Goals |
- a) Could you quote the parenting essay starting at "And there was" and ending at "respecting their mother.", switching "baseball" to "hockey"?
- b) In the parenting essay, which teams does the writer want to enjoy together with the children?

Document segment |
#####

If you ask any dad, he will probably admit that the day his child was born was the day he really knew he was a grown up.  Suddenly, you had the responsibility for this new life: to protect, to provide for, to teach.

And there was so much I wanted to teach my son and daughter — how to safely cross the street, why they should eat their vegetables, how to tie their shoes. Every day brought a teachable moment. And I embraced the opportunities.

I taught them to love baseball and football as much as I did so we could enjoy the Pittsburgh Pirates and Steelers together.  I gave them the foundation of strong faith to build their characters and cement good values.  I encouraged them not be afraid to stand up for what they believe is right. I taught them what real and true love between husband and wife could be, so I showed them by example by loving and respecting their mother.

But, children also learn from others, and parents cannot always control their exposure to incidents of violence in entertainment, news, and social media or among their friends and social networks. Maybe I didn’t teach them directly because domestic violence was never directly in our lives. My approach has been to teach by positive example, but the time has come to be more direct.

#####

(Region annotation entries)

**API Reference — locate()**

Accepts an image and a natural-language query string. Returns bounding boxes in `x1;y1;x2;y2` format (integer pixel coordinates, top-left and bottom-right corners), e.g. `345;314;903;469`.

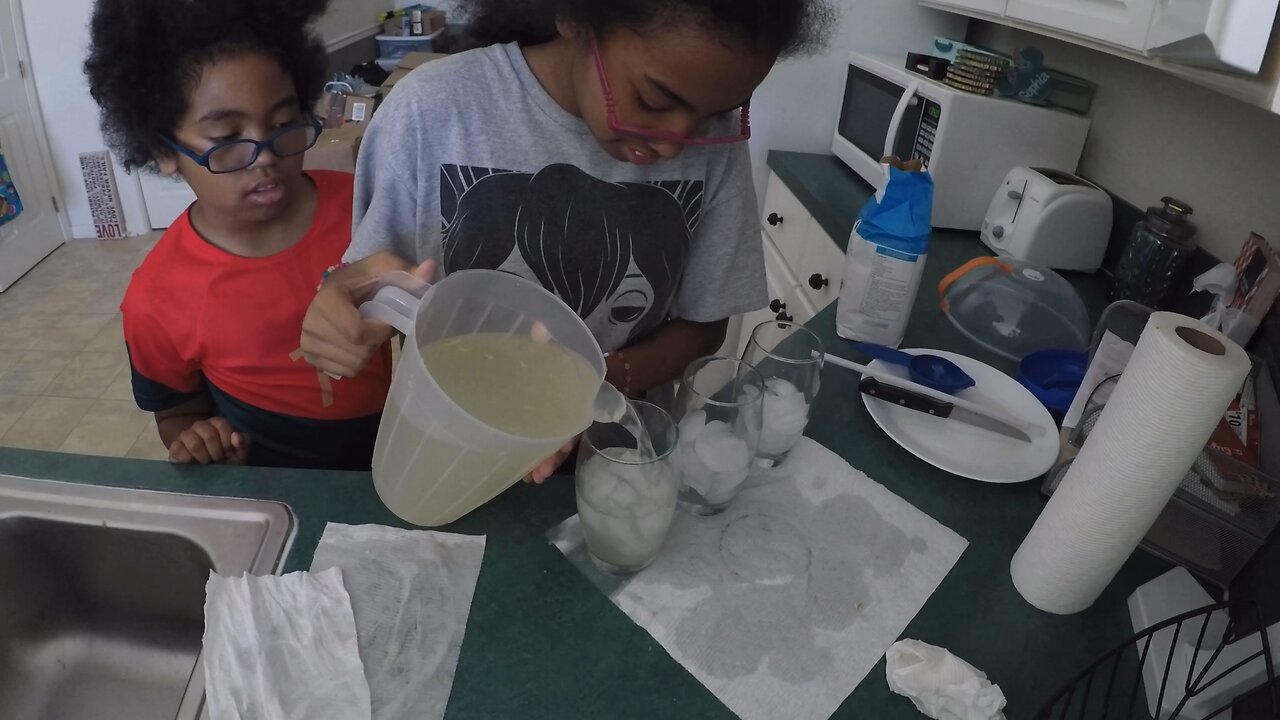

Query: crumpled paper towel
1192;263;1260;347
202;570;370;720
311;523;485;720
884;641;1005;720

#####

Answers for the tasks |
- a)
And there was so much I wanted to teach my son and daughter — how to safely cross the street, why they should eat their vegetables, how to tie their shoes. Every day brought a teachable moment. And I embraced the opportunities.

I taught them to love hockey and football as much as I did so we could enjoy the Pittsburgh Pirates and Steelers together.  I gave them the foundation of strong faith to build their characters and cement good values.  I encouraged them not be afraid to stand up for what they believe is right. I taught them what real and true love between husband and wife could be, so I showed them by example by loving and respecting their mother.

- b) The Pittsburgh Pirates and Steelers.